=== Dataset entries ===
★ ★ ★ ★ ★ ★ ★
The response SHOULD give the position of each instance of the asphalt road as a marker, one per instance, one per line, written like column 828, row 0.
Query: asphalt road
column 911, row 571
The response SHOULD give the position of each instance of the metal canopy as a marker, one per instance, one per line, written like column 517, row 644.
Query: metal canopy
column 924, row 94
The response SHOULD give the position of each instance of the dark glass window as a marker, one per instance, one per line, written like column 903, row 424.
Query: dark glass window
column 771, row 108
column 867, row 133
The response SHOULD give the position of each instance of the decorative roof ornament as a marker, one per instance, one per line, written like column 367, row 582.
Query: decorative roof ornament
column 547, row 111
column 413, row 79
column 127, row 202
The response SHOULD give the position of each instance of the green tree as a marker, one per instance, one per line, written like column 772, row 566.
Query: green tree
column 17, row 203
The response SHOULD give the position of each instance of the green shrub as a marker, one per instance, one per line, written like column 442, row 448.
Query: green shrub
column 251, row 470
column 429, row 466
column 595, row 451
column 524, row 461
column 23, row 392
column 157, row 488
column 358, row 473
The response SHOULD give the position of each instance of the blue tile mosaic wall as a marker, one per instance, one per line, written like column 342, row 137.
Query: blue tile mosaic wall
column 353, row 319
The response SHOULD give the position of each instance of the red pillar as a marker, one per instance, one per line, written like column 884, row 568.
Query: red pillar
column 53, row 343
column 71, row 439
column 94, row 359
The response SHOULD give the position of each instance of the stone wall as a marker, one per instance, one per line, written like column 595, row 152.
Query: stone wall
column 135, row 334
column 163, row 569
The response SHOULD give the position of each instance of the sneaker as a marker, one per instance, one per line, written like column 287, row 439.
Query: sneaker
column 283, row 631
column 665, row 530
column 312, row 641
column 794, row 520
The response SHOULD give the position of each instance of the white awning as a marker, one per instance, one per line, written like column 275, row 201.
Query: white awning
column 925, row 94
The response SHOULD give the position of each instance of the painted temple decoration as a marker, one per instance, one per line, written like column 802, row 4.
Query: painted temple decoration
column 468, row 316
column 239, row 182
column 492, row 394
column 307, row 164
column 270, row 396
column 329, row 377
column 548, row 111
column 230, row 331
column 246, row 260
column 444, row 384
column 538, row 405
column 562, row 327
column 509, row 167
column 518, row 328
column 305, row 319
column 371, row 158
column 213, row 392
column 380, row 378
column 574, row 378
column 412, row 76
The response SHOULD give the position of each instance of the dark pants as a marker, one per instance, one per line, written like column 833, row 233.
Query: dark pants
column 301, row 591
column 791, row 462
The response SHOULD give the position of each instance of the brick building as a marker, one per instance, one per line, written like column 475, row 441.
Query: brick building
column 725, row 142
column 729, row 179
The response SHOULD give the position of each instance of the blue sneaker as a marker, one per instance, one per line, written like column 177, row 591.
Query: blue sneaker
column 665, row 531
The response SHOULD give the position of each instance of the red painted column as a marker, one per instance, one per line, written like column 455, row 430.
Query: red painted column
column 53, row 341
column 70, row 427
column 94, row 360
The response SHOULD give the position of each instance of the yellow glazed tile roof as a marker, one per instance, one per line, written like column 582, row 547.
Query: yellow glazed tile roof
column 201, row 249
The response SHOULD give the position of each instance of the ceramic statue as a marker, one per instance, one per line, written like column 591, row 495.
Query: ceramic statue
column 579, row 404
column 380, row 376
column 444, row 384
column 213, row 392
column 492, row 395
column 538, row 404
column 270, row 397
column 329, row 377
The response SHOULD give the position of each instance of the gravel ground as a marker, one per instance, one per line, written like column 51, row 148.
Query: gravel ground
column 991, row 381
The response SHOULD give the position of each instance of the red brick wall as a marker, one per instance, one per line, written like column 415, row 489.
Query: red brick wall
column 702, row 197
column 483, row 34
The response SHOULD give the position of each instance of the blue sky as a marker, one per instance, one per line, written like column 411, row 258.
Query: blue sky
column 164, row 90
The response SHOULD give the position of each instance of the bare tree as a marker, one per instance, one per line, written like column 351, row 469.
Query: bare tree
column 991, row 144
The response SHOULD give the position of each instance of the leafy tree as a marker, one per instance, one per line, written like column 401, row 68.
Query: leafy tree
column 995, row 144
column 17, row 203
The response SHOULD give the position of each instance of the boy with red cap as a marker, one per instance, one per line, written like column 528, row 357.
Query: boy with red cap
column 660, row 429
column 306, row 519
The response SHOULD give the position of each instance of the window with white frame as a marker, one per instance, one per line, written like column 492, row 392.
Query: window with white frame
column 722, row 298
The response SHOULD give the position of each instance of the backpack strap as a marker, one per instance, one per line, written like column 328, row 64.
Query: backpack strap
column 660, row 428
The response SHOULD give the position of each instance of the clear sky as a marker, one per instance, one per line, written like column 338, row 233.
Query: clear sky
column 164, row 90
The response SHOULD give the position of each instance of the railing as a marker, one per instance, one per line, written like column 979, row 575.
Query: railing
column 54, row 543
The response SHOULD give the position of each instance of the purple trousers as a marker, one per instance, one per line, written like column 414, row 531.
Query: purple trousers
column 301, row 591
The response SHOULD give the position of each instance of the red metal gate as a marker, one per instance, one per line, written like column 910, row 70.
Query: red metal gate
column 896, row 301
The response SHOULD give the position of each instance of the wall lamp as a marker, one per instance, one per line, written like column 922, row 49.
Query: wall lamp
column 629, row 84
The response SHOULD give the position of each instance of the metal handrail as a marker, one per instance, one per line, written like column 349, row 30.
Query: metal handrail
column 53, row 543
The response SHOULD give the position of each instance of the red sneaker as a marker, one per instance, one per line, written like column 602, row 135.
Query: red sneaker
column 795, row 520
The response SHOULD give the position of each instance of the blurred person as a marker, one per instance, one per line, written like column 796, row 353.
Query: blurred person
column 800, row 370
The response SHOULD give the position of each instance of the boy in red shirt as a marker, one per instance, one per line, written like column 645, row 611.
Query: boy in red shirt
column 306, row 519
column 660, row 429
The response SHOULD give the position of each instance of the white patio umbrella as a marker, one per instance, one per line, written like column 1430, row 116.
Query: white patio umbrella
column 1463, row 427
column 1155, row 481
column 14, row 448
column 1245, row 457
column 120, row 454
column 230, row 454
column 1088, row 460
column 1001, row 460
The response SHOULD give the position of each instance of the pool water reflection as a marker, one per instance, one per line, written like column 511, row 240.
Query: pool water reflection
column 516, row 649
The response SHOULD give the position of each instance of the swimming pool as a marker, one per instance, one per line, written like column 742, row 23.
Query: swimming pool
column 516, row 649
★ ★ ★ ★ ★ ★ ★
=== What this task involves ===
The data, all of it, should be transcribed exactly.

=== Finished exercise ===
The response SHOULD give the position of each instance of the asphalt road as a marker, one per instance, one per line, written like column 828, row 0.
Query: asphalt road
column 911, row 571
The response SHOULD give the position of each instance of the metal canopy as a marker, one per instance, one per line, written like column 517, row 644.
Query: metal canopy
column 924, row 94
The response SHOULD give the position of each instance of the dark glass window as a marker, one per instance, one per line, written like column 903, row 424.
Query: dark glass window
column 771, row 108
column 867, row 133
The response SHOULD give the position of each instance of the decorative roof ornament as a marker, one per instance, one per line, written like column 367, row 582.
Query: decorative roof ornament
column 547, row 111
column 413, row 79
column 127, row 202
The response SHOULD give the position of each instance of the green tree as a marker, one per instance, one per line, written like column 772, row 566.
Query: green tree
column 17, row 203
The response SHOULD give the position of each instance of the green shrub as a marker, one per instance, one per line, written like column 442, row 448.
Query: green shrub
column 251, row 470
column 429, row 466
column 595, row 451
column 524, row 461
column 23, row 392
column 157, row 488
column 358, row 473
The response SHOULD give the position of each instance of the blue tile mosaic wall as a marker, one per instance, one per line, written like column 342, row 137.
Query: blue tile mosaic wall
column 353, row 319
The response SHOULD give the position of each instance of the red pillar as a marker, one per instance, one per line, written like column 884, row 568.
Query: red pillar
column 53, row 343
column 71, row 439
column 94, row 359
The response SHOULD give the position of each instance of the stone wall as a marker, one per instance, one per line, written like column 595, row 152.
Query: stone wall
column 135, row 334
column 163, row 569
The response SHOULD give the position of each instance of the sneaker as a marker, one per instance, one per line, written like column 287, row 439.
Query: sneaker
column 283, row 631
column 665, row 530
column 312, row 641
column 794, row 520
The response SHOULD give the position of each instance of the white awning as a marker, one per instance, one per line, written like column 275, row 201.
Query: white awning
column 925, row 94
The response SHOULD give the position of each instance of the painted temple decoration as a marker, one per instance, one per line, written like column 802, row 4.
Query: painted temple decoration
column 468, row 316
column 239, row 182
column 492, row 394
column 307, row 164
column 270, row 396
column 329, row 377
column 548, row 111
column 230, row 331
column 246, row 260
column 444, row 384
column 538, row 405
column 562, row 327
column 509, row 167
column 518, row 328
column 305, row 319
column 371, row 158
column 213, row 392
column 380, row 378
column 574, row 378
column 412, row 76
The response SHOULD give the position of each instance of the dark pants as a marker, one per instance, one per line, written like column 833, row 233.
Query: dark pants
column 301, row 591
column 791, row 462
The response SHOULD give the position of each instance of the brick building as a marker, one per instance, one per line, written like column 475, row 441.
Query: brick building
column 725, row 142
column 729, row 179
The response SHOULD give the position of each instance of the blue sneaker as a marker, one per instance, one per line, written like column 177, row 591.
Query: blue sneaker
column 665, row 531
The response SHOULD give the position of each instance of the red painted column as a marker, one per instance, one per line, written like column 455, row 430.
Query: red painted column
column 53, row 341
column 70, row 427
column 94, row 360
The response SHOULD give the position of each instance of the yellow glazed tile roof as a marker, one per instance, one per line, written like column 582, row 547.
Query: yellow glazed tile roof
column 201, row 249
The response SHOULD give the position of each instance of the ceramic statue as a marker, one per instance, one per line, written like column 591, row 495.
Query: ceramic statue
column 579, row 404
column 380, row 376
column 444, row 384
column 213, row 392
column 492, row 395
column 538, row 404
column 270, row 397
column 329, row 377
The response SHOULD give the position of each instance of the gravel ground as a marker, one per instance, one per line, written like column 51, row 148.
Query: gravel ground
column 991, row 381
The response SHOULD give the position of each instance of the red brick wall as a marker, one per instance, one per line, written like column 415, row 489.
Query: red brick wall
column 702, row 197
column 483, row 34
The response SHOULD give the position of each instance of the blue sky as a marker, one per instance, one per line, written like column 411, row 258.
Query: blue sky
column 164, row 90
The response SHOULD give the position of each instance of the bare tree as a marker, one per instance, one per line, written like column 351, row 469.
Query: bare tree
column 991, row 144
The response SHOULD give the position of each instance of the leafy tree as a marker, one per instance, one per line, written like column 401, row 68.
Query: leafy tree
column 995, row 144
column 17, row 203
The response SHOULD give the position of each instance of the boy with red cap as a marker, one per instance, one per line, written like column 528, row 357.
Query: boy with red cap
column 660, row 429
column 306, row 519
The response SHOULD give the position of each instance of the window with white frame as a marker, one per instance, one per line, written like column 492, row 392.
Query: window with white frame
column 722, row 298
The response SHOULD give the position of each instance of the backpack strap as a marker, one per instance, one per line, written like column 328, row 64.
Query: backpack strap
column 660, row 428
The response SHOULD give the position of each instance of the clear sky as a marker, one per instance, one per line, written like column 338, row 233.
Query: clear sky
column 164, row 90
The response SHOULD give the position of each instance of the railing as a marker, one per instance, one per line, written like column 979, row 575.
Query: railing
column 54, row 543
The response SHOULD give the position of each instance of the purple trousers as a marker, one per instance, one per line, written like column 414, row 531.
Query: purple trousers
column 301, row 591
The response SHOULD give the position of each instance of the red metal gate as a marker, one per instance, one per line, written like column 910, row 70.
Query: red metal gate
column 896, row 301
The response SHOULD give the position of each instance of the wall lamp as a marker, one per instance, one per line, written like column 922, row 49.
Query: wall lamp
column 629, row 84
The response SHOULD give the position of each instance of the metal handrail as a marker, one per instance, one per line, written like column 349, row 30.
Query: metal handrail
column 53, row 543
The response SHOULD give the position of each instance of the red sneaker as a marker, one per instance, one per line, written like column 602, row 135.
Query: red sneaker
column 795, row 520
The response SHOULD give the position of each instance of the blurred person as a marker, one per instance, one per line, written like column 796, row 353.
Query: blurred person
column 800, row 370
The response SHOULD give the position of each instance of the boy in red shirt as a marker, one per instance, one per line, written like column 645, row 611.
Query: boy in red shirt
column 306, row 519
column 660, row 429
The response SHOULD give the position of each instance of the white patio umbrella as a marker, one per instance, one per line, written like column 1430, row 116.
Query: white patio umbrella
column 1463, row 427
column 1155, row 481
column 14, row 448
column 1245, row 457
column 120, row 454
column 230, row 454
column 1088, row 460
column 1001, row 460
The response SHOULD give the position of each instance of the pool water reflection as a marker, one per instance, one per line, written like column 511, row 240.
Query: pool water reflection
column 516, row 649
The response SHOULD give the position of each instance of the swimming pool as a marker, one per instance, one per line, written like column 742, row 23.
Query: swimming pool
column 516, row 649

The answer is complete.